[INPUT]
--- BEGIN ---
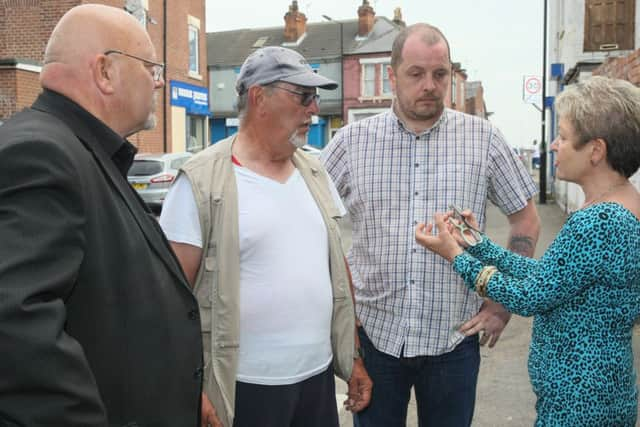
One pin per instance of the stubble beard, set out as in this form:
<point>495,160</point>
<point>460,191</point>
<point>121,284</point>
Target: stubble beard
<point>298,140</point>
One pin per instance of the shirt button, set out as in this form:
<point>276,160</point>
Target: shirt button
<point>198,374</point>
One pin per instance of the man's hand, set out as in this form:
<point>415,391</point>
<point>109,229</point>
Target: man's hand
<point>360,386</point>
<point>209,415</point>
<point>491,320</point>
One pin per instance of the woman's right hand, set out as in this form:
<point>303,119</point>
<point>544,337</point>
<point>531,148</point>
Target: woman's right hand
<point>467,214</point>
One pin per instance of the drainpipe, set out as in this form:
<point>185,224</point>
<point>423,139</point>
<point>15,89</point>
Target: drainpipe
<point>166,83</point>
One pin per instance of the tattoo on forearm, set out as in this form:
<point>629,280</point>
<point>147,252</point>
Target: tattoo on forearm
<point>522,245</point>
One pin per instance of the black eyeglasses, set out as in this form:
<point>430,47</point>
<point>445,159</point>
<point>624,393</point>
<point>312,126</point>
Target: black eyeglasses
<point>156,67</point>
<point>306,98</point>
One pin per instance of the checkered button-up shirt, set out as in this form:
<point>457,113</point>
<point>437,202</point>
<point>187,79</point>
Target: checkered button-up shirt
<point>390,179</point>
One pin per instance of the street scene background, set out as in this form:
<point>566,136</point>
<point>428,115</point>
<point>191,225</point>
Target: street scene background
<point>504,397</point>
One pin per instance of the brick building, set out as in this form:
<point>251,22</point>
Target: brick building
<point>177,29</point>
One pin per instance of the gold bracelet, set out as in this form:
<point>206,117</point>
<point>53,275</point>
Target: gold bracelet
<point>482,279</point>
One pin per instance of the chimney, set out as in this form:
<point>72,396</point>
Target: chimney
<point>366,17</point>
<point>397,17</point>
<point>295,23</point>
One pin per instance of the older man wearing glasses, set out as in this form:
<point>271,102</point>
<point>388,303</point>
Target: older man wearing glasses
<point>98,325</point>
<point>252,220</point>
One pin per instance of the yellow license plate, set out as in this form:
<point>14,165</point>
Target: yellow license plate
<point>139,186</point>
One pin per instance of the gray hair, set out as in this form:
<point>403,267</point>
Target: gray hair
<point>606,108</point>
<point>242,103</point>
<point>430,35</point>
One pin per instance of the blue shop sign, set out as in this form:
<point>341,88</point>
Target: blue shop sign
<point>194,98</point>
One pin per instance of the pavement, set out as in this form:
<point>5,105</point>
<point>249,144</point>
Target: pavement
<point>503,397</point>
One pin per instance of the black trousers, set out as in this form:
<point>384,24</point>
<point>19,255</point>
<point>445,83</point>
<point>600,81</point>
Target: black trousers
<point>309,403</point>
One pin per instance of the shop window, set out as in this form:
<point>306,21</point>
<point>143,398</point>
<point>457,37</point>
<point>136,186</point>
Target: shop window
<point>609,25</point>
<point>369,78</point>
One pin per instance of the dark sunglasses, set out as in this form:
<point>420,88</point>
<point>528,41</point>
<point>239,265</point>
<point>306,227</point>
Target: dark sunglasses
<point>306,98</point>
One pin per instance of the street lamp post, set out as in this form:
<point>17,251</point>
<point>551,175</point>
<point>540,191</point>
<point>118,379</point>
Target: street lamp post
<point>328,18</point>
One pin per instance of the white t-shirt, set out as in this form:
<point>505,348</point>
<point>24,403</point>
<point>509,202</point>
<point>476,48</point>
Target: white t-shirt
<point>285,287</point>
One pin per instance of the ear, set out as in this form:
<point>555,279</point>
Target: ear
<point>598,151</point>
<point>104,72</point>
<point>257,96</point>
<point>392,78</point>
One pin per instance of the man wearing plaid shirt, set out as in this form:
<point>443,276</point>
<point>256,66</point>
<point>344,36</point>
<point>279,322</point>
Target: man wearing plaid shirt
<point>420,324</point>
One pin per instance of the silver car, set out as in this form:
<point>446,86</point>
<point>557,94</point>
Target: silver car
<point>152,174</point>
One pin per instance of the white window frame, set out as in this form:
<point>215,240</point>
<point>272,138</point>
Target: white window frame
<point>194,27</point>
<point>384,69</point>
<point>353,112</point>
<point>368,81</point>
<point>378,86</point>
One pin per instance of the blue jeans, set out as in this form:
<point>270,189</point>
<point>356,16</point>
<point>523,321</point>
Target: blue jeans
<point>445,386</point>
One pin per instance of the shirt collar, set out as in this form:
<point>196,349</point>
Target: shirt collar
<point>117,148</point>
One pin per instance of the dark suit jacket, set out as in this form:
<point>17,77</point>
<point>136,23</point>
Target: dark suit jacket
<point>98,325</point>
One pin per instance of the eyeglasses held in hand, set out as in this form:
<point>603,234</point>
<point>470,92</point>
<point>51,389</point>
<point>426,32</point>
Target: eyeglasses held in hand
<point>306,98</point>
<point>156,67</point>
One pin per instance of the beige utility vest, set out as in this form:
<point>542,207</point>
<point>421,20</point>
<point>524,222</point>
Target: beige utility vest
<point>217,284</point>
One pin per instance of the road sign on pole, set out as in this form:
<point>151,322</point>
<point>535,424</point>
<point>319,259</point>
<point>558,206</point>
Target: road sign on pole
<point>532,90</point>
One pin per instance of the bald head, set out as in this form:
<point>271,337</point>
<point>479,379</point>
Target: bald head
<point>91,29</point>
<point>90,59</point>
<point>428,34</point>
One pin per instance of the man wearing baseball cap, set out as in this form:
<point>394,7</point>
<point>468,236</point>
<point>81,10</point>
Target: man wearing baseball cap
<point>252,220</point>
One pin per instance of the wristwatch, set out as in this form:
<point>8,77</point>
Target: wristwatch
<point>358,353</point>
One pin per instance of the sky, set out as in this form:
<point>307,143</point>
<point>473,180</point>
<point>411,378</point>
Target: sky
<point>496,41</point>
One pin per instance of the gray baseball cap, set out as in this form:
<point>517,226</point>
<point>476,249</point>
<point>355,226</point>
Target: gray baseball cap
<point>278,64</point>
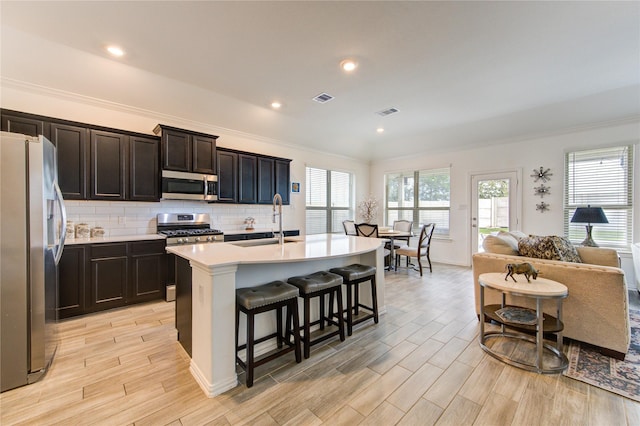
--- END ---
[WHAT IS EXPECTED]
Copy the lines again, from the line with "One pin per instance of the beige" to the line with "<point>217,284</point>", both included, with their requests. Multiply each answer point coordinate by 1.65 and round to a whole number, halves up, leaving the numbers in the requests and their sample points unchanged.

[RESPONSE]
One pin per instance of the beige utility vest, set out as in this form:
<point>542,207</point>
<point>421,20</point>
<point>524,222</point>
Target: beige utility vest
<point>358,469</point>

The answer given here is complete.